>> START SELECTED EXCERPT

Digital Logos Edition
Have you lost your joy?
Do you feel like you have to prove yourself? Does your Christian life feel routine and performance oriented, driven by duty and obligation?
The letter of Galatians was written to Christians who had lost their joy—confronted with false messages about rules and regulations they needed to follow. Similar false messages provoked the start of the Protestant Reformation, and have continued to threaten the joy of Christians ever since. Exploring how the sixteenth-century Reformation was a return to the gospel joy originally preached to first-century Galatia, this book was written to help today’s Christians rediscover the path to true freedom and lasting joy in Jesus.
This concise and vigorous book commends gospel joy. It is also, fittingly, a joy to read. Each hard-hitting chapter engages our cultural moment, opens the biblical text, references Reformation wisdom, and points to God in Christ. This energetic manifesto will be of value for personal study, small-group discussion, and classroom reading at a beginning-college level.

>> END SELECTED EXCERPT
>> START INPUT

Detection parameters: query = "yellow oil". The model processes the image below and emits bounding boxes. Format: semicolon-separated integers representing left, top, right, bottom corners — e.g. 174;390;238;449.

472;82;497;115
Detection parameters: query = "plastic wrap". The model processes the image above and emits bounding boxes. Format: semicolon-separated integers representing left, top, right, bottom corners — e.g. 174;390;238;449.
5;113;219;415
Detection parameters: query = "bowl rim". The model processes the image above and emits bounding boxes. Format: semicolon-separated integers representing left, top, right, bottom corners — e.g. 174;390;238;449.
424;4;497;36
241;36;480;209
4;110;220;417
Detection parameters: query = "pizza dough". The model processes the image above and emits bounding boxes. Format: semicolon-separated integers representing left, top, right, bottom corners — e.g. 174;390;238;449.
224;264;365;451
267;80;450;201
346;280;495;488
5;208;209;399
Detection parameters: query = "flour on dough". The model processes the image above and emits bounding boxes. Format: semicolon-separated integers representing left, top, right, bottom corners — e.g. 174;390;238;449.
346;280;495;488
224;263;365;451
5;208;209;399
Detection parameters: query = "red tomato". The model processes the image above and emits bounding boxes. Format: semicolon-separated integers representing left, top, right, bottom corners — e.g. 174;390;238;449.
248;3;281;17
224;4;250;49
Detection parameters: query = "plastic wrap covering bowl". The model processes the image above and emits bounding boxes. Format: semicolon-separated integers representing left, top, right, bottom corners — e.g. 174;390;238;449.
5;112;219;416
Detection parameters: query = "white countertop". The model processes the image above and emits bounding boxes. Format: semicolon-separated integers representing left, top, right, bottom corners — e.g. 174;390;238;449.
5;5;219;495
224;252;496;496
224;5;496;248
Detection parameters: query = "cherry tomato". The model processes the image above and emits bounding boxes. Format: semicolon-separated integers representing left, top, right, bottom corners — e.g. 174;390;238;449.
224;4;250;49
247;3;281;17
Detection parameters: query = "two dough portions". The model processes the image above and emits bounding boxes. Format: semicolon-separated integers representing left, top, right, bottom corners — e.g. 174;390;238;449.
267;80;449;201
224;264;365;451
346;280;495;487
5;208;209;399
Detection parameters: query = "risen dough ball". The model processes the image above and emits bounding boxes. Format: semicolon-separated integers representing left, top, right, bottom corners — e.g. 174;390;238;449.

>> END INPUT

**STATED GOAL 1:** Pick out every line of the rows that contains the string "wrap", matching case exactly.
**STATED GOAL 2:** Carry the book description about Galatians and gospel joy forward from its last sentence.

**OUTPUT 1:**
Detection parameters: query = "plastic wrap". The model processes the image above and emits bounding boxes. Format: semicolon-separated integers representing left, top, right, bottom corners — e.g. 174;390;238;449.
Detection parameters: query = "plastic wrap covering bowl". The model processes the image above and emits bounding boxes. Format: semicolon-separated integers representing left, top, right, bottom corners — e.g. 174;390;238;449.

**OUTPUT 2:**
—Robert W. Yarbrough, Professor of New Testament, Covenant Theological Seminary
I am thrilled that Tim Chester has addressed this neglected fruit of the Spirit. When the Reformation happened, it was, among other things, a rediscovery of true Christian joy. This joy had suffused the Christian world of the New Testament but throughout the medieval era had been largely forgotten as being central to the Christian life. Thus it is no wonder that when, in the eighteenth century, the Reformed author Andrew Fuller was seeking a revival among his fellow Baptists in England, he asked the ever-pertinent query, ‘Why is it that Christians in the present day come so far short of the primitive Christians in the possession of joy?’ He knew, as did the Reformers, and Paul before them all, that whenever a renewal or revival of the Christian faith takes place, joy will abound!
—Michael A. G. Haykin, Professor of Church History and Biblical Spirituality, The Southern Baptist Theological Seminary
Charles Spurgeon once told his congregation, ‘It is a great privilege to meet a truly happy man, a graciously happy man.’ Let it never be said that Reformed and joy are uneasy cohabitants in the heart of a Christian. Tim Chester’s work is a much-needed reminder for Reformed Christians that because we have been saved by grace alone, we of all people have reason to live out our days with deep exuberance over such a great salvation. In this volume, you will meet some truly happy men from the past—happy because they recovered a glorious gospel and happy because, in so doing, they restored to the church deep and lasting joy in Jesus. Read, remember, and rejoice! People of grace should be a graciously happy people.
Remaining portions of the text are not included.